** begin TASK DATA **

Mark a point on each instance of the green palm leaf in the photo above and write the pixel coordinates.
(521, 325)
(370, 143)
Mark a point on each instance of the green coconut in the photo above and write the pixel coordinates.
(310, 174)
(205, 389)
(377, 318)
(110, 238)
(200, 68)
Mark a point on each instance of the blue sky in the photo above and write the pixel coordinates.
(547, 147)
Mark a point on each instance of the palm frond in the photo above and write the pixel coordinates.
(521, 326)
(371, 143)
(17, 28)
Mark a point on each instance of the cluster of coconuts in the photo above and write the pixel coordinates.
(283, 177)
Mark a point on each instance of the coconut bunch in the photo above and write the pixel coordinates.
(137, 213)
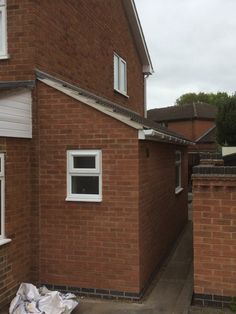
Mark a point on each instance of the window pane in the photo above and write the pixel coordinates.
(122, 77)
(1, 32)
(0, 207)
(85, 185)
(116, 72)
(84, 162)
(177, 156)
(177, 176)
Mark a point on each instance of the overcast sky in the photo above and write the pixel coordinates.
(192, 44)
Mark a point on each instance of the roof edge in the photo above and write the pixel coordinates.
(132, 13)
(17, 84)
(204, 134)
(162, 137)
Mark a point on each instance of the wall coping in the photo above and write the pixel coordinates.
(214, 170)
(215, 156)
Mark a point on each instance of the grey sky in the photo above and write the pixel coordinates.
(192, 44)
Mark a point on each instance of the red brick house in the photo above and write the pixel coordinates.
(93, 194)
(194, 121)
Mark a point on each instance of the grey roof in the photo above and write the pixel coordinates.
(208, 137)
(184, 112)
(118, 109)
(16, 84)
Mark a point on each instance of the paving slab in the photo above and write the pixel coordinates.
(200, 310)
(170, 292)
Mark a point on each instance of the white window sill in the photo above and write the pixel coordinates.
(178, 190)
(4, 241)
(120, 92)
(75, 199)
(3, 57)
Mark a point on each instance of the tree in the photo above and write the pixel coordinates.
(226, 122)
(209, 98)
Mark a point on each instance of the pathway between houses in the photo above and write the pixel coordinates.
(171, 292)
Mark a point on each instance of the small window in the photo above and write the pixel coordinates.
(2, 197)
(3, 29)
(178, 185)
(120, 75)
(84, 177)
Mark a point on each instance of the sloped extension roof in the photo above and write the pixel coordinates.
(137, 31)
(208, 137)
(147, 129)
(16, 84)
(185, 112)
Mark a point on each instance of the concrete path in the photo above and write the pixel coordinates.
(171, 292)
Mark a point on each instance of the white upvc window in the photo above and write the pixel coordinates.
(2, 197)
(84, 175)
(3, 29)
(120, 75)
(178, 167)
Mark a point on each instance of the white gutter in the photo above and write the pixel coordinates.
(159, 136)
(145, 94)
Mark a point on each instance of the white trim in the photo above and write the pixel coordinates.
(78, 172)
(3, 27)
(121, 80)
(138, 34)
(2, 180)
(178, 163)
(153, 135)
(92, 103)
(178, 190)
(149, 134)
(118, 91)
(4, 241)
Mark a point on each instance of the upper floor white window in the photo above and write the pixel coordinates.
(120, 74)
(84, 175)
(2, 197)
(178, 170)
(3, 29)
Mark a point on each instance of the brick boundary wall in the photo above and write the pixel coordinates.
(214, 233)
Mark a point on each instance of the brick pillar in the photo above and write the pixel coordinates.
(214, 221)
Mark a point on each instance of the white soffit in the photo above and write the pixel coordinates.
(137, 31)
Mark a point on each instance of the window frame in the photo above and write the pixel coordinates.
(117, 76)
(178, 163)
(3, 10)
(71, 171)
(2, 191)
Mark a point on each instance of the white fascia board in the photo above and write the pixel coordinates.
(138, 34)
(92, 103)
(159, 136)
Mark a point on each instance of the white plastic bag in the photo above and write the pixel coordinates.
(31, 300)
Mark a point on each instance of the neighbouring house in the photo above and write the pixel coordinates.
(194, 121)
(93, 194)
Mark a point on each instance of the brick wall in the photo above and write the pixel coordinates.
(191, 129)
(78, 48)
(214, 218)
(82, 244)
(86, 41)
(15, 257)
(21, 38)
(162, 213)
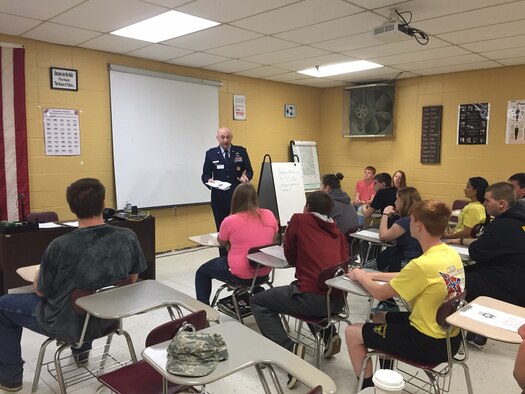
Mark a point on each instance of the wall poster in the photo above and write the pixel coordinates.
(61, 132)
(515, 129)
(473, 124)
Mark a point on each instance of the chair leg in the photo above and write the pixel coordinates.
(275, 379)
(262, 378)
(467, 377)
(236, 306)
(318, 346)
(131, 348)
(58, 367)
(39, 362)
(362, 372)
(433, 381)
(217, 294)
(105, 352)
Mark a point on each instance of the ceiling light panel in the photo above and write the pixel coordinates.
(165, 26)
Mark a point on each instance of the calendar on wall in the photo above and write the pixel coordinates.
(61, 132)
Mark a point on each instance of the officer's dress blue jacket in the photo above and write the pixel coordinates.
(220, 169)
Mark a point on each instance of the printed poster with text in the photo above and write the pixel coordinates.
(515, 130)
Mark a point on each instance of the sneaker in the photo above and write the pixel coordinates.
(299, 350)
(333, 346)
(385, 307)
(477, 340)
(11, 387)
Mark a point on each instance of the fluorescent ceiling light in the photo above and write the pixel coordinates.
(162, 27)
(339, 68)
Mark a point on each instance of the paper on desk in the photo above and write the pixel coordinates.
(50, 225)
(219, 185)
(492, 317)
(368, 233)
(275, 251)
(28, 273)
(71, 224)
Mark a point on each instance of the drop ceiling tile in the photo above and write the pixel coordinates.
(504, 53)
(198, 59)
(499, 43)
(214, 37)
(347, 43)
(106, 16)
(168, 3)
(287, 77)
(373, 4)
(476, 18)
(231, 66)
(424, 9)
(230, 10)
(394, 48)
(349, 25)
(60, 34)
(512, 61)
(441, 62)
(16, 25)
(261, 72)
(458, 68)
(499, 30)
(252, 47)
(115, 44)
(318, 83)
(302, 64)
(304, 13)
(284, 55)
(159, 52)
(42, 10)
(422, 54)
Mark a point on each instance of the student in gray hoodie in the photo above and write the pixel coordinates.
(343, 213)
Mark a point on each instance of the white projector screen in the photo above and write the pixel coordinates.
(162, 125)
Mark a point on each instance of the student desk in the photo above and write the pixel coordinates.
(348, 285)
(140, 297)
(246, 348)
(371, 236)
(500, 334)
(205, 239)
(26, 248)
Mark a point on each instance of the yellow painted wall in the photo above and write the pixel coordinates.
(445, 181)
(265, 130)
(319, 118)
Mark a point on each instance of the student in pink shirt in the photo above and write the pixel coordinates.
(364, 188)
(247, 226)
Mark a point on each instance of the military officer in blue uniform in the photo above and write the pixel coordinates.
(226, 163)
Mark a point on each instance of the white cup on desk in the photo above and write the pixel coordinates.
(387, 381)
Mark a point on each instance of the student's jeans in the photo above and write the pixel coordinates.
(18, 311)
(218, 268)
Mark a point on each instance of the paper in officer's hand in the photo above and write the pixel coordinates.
(218, 184)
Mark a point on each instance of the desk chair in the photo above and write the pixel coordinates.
(318, 325)
(243, 292)
(42, 217)
(140, 377)
(438, 377)
(76, 371)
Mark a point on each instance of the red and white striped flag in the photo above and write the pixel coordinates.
(14, 178)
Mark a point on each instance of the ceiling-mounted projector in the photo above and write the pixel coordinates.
(391, 31)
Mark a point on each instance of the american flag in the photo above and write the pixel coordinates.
(14, 178)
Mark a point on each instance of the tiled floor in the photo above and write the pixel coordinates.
(491, 368)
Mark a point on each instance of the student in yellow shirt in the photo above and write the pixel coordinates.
(425, 283)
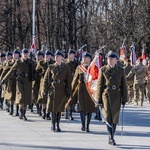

** end TASK DATA **

Report each line of the listing above that contains the string "projector", and copy every such line in full. Only matches with the same capitalization count.

Mark a point on each instance of the white projector screen in the photo above and write the pixel coordinates.
Mark a point on each instance of the ceiling-mounted projector in the photo above and write the pixel coordinates.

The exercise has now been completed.